Documento.
────────────────────

No entanto, como romancista, como poeta, como ensaísta e
cronista, Updike chegou a um
extraordinário e equilibrado
nível de qualidade e popularidade. E, finalmente, passou a
ser, na sua geração, o representante mais completo do intelectual americano. É o escritor-padrão da nação que é, de longe, a mais poderosa do mundo.
A geração imediatamente anterior à de John Updike produziu nos Estados Unidos três excelentes romancistas: William
Faulkner, Ernest Hemingway e
Scott Fitzgerald. Diferentes entre si, vigorosos e originais, os
três ergueram a ficção americana ao nível das grandes do
mundo. Faulkner absorveu o
que havia na ficção do seu tempo para eternizar as angústias
do Deep South. Quanto aos outros dois, refletiram e retrataram a totalidade da sua nação,
Fitzgerald celebrando a riqueza crescente, o puro êxtase,
meio arrogante, do homem que
busca todos os triunfos, e Hemingway tentando manter viva
nesse mundo hedonista a figura do herói. "Suave É a Noite",
dizia Fitzgerald num título de
romance, "Por Quem os Sinos
Dobram", replicava Hemingway em outro. Ilustrando ambos as próprias ficções, morreu
o primeiro num crepúsculo alcoólico, pobre, esquecido, e
Hemingway enfiou na boca o
cano de um fuzil de caça e
apertou o gatilho.
A geração seguinte cresceu
num império tranquilo, consolidado, que se reflete na obra
culta, inteligente, e, digamos
assim, caseira, de Updike. Sua
série do personagem Harry
Rabbit Angstrom ["Coelho
Corre", "Coelho em Crise",
"Coelho Cresce", "Coelho Cai"

────────────────────

Linhas de dados.
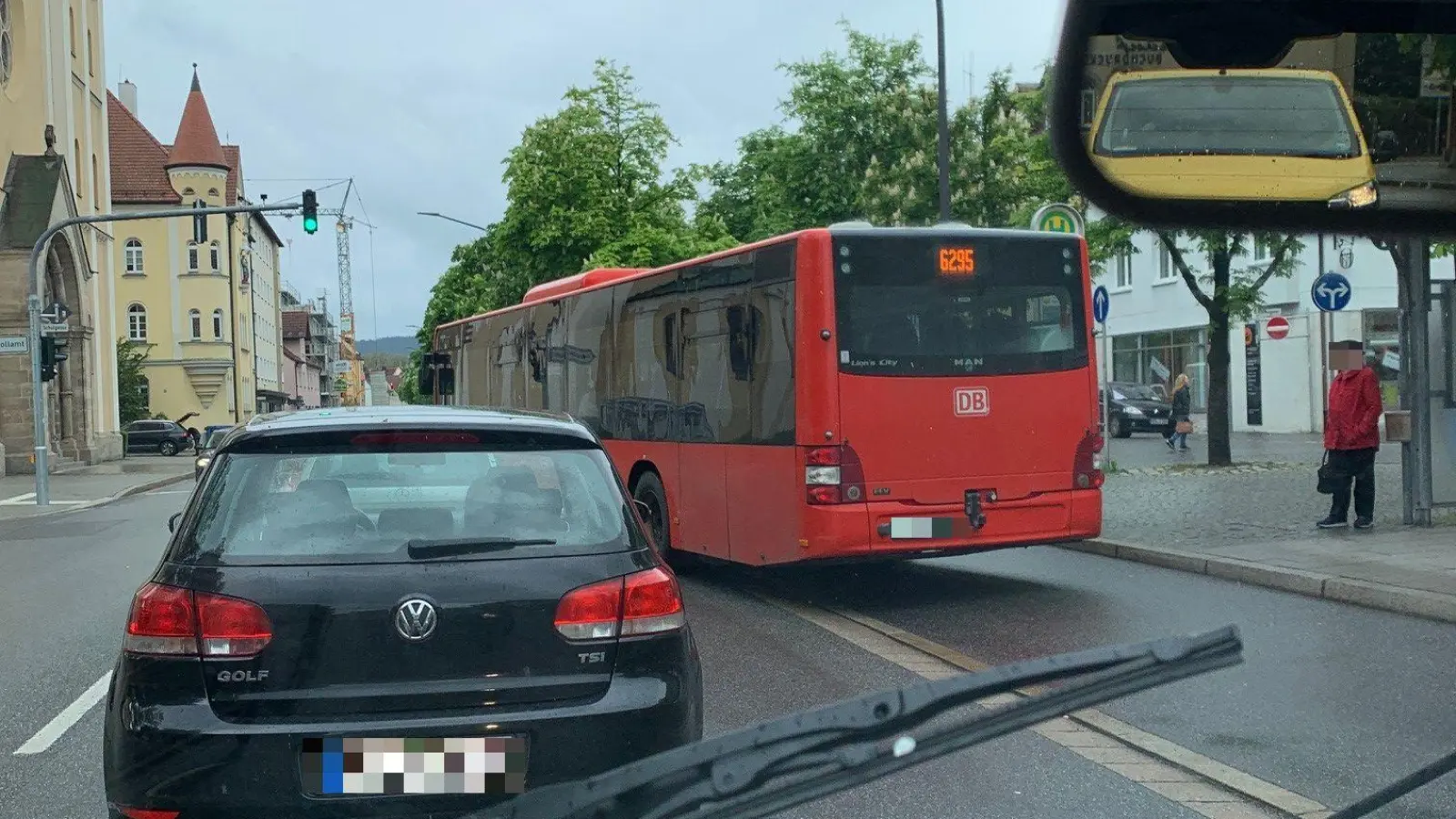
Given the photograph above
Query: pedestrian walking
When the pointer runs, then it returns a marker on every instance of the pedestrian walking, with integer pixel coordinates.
(1181, 416)
(1351, 438)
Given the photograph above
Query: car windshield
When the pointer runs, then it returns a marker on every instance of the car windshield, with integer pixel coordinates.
(357, 506)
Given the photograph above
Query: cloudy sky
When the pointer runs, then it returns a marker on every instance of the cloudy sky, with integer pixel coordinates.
(420, 102)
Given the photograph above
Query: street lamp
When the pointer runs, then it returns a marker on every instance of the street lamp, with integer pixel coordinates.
(453, 219)
(944, 159)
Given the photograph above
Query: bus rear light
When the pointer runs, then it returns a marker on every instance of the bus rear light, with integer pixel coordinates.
(1087, 467)
(834, 474)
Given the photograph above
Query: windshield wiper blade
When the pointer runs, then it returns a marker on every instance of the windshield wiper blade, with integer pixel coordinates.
(422, 548)
(784, 763)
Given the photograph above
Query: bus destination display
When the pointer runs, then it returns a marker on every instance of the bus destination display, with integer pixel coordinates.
(957, 261)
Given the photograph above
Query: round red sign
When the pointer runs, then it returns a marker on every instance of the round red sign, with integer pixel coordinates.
(1278, 327)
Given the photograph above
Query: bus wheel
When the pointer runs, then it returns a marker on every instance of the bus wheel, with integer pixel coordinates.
(652, 500)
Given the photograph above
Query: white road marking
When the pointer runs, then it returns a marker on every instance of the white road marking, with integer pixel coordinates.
(66, 719)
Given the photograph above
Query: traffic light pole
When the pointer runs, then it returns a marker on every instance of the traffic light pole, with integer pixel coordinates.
(43, 465)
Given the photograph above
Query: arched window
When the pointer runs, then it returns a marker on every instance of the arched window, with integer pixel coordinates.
(136, 322)
(133, 257)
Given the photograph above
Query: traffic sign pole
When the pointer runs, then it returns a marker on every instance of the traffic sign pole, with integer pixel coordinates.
(1101, 305)
(43, 465)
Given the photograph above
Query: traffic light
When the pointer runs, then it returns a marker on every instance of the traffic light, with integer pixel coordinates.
(198, 223)
(310, 212)
(53, 353)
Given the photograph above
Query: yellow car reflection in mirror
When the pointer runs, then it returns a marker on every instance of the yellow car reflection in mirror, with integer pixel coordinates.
(1281, 135)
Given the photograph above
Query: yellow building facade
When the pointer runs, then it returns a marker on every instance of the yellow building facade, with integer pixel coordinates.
(193, 305)
(56, 164)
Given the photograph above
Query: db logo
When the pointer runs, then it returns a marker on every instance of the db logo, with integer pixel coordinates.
(973, 401)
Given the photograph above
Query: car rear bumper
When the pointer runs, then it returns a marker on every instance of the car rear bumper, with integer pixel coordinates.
(184, 758)
(914, 531)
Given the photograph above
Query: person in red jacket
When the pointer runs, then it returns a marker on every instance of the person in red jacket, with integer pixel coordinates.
(1353, 435)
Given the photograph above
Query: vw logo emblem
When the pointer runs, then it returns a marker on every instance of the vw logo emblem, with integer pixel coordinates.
(415, 620)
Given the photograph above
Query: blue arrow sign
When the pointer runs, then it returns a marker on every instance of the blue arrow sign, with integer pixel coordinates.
(1331, 292)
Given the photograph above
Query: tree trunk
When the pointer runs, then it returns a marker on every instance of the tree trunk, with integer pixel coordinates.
(1220, 452)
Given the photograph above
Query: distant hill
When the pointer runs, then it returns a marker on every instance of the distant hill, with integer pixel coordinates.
(389, 344)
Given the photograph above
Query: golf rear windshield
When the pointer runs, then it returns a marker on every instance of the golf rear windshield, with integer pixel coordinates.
(364, 499)
(954, 305)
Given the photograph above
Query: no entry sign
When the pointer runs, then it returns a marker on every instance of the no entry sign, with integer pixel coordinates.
(1278, 327)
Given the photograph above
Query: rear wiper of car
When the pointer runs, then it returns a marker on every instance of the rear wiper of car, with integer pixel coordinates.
(422, 548)
(784, 763)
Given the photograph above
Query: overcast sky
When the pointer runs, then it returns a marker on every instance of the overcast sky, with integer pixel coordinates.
(420, 102)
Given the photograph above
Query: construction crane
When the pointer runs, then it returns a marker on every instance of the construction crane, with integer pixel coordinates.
(347, 349)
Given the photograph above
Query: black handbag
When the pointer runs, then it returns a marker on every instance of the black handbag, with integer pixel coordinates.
(1330, 477)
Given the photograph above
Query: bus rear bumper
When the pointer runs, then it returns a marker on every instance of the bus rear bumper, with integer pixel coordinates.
(903, 530)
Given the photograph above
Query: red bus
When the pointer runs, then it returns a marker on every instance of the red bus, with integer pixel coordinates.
(844, 392)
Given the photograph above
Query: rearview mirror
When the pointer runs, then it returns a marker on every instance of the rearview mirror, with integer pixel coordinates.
(1276, 116)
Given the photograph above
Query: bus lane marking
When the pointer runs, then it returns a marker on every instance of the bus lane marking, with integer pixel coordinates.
(1169, 770)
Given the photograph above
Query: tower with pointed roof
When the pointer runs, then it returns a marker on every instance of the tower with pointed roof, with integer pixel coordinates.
(208, 314)
(197, 165)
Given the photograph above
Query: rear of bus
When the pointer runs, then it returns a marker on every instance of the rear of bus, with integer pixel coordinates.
(1247, 135)
(963, 394)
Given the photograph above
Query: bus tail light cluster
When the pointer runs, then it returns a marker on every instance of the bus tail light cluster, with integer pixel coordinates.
(645, 602)
(179, 622)
(834, 474)
(1087, 468)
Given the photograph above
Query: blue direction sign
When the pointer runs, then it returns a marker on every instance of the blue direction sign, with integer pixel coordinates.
(1331, 292)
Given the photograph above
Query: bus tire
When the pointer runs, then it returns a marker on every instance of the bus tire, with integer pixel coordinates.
(648, 493)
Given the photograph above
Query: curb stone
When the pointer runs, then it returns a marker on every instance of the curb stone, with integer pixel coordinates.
(1201, 470)
(1431, 605)
(126, 493)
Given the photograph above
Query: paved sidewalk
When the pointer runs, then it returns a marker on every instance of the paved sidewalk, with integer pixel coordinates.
(1401, 569)
(92, 486)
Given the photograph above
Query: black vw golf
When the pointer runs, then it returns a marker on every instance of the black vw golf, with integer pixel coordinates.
(397, 611)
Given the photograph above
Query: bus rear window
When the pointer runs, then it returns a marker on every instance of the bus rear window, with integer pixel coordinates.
(956, 305)
(1235, 116)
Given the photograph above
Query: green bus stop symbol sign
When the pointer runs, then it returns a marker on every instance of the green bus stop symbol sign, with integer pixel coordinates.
(1057, 219)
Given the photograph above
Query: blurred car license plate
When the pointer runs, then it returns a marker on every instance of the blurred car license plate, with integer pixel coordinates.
(429, 765)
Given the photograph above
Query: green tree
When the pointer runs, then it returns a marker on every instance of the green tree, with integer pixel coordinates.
(1228, 293)
(131, 380)
(587, 187)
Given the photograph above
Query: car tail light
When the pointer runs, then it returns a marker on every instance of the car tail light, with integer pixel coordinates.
(645, 602)
(834, 474)
(1087, 467)
(147, 814)
(171, 622)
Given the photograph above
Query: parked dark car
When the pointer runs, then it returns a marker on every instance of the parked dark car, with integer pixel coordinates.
(211, 436)
(393, 577)
(147, 436)
(1136, 409)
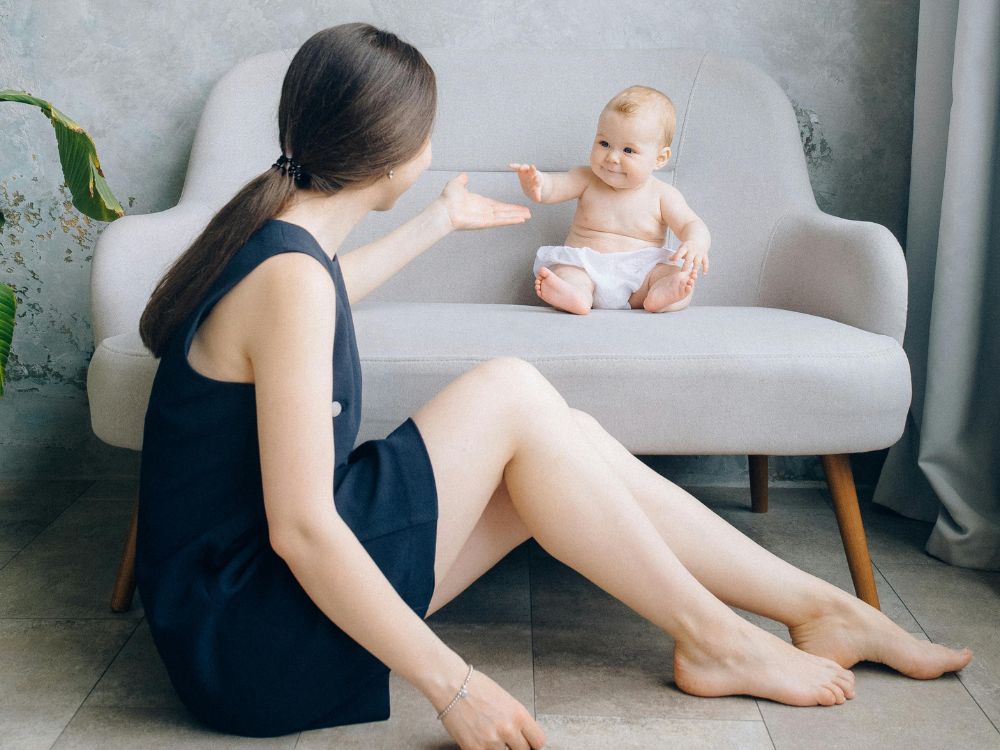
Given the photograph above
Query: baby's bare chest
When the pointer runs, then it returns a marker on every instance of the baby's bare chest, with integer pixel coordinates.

────────────────────

Pedido escrito.
Transcreva na íntegra, sem nenhuma alteração, o documento sobre John Updike apresentado acima.

Resposta abaixo.
No entanto, como romancista, como poeta, como ensaísta e
cronista, Updike chegou a um
extraordinário e equilibrado
nível de qualidade e popularidade. E, finalmente, passou a
ser, na sua geração, o representante mais completo do intelectual americano. É o escritor-padrão da nação que é, de longe, a mais poderosa do mundo.
A geração imediatamente anterior à de John Updike produziu nos Estados Unidos três excelentes romancistas: William
Faulkner, Ernest Hemingway e
Scott Fitzgerald. Diferentes entre si, vigorosos e originais, os
três ergueram a ficção americana ao nível das grandes do
mundo. Faulkner absorveu o
que havia na ficção do seu tempo para eternizar as angústias
do Deep South. Quanto aos outros dois, refletiram e retrataram a totalidade da sua nação,
Fitzgerald celebrando a riqueza crescente, o puro êxtase,
meio arrogante, do homem que
busca todos os triunfos, e Hemingway tentando manter viva
nesse mundo hedonista a figura do herói. "Suave É a Noite",
dizia Fitzgerald num título de
romance, "Por Quem os Sinos
Dobram", replicava Hemingway em outro. Ilustrando ambos as próprias ficções, morreu
o primeiro num crepúsculo alcoólico, pobre, esquecido, e
Hemingway enfiou na boca o
cano de um fuzil de caça e
apertou o gatilho.
A geração seguinte cresceu
num império tranquilo, consolidado, que se reflete na obra
culta, inteligente, e, digamos
assim, caseira, de Updike. Sua
série do personagem Harry
Rabbit Angstrom ["Coelho
Corre", "Coelho em Crise",
"Coelho Cresce", "Coelho Cai"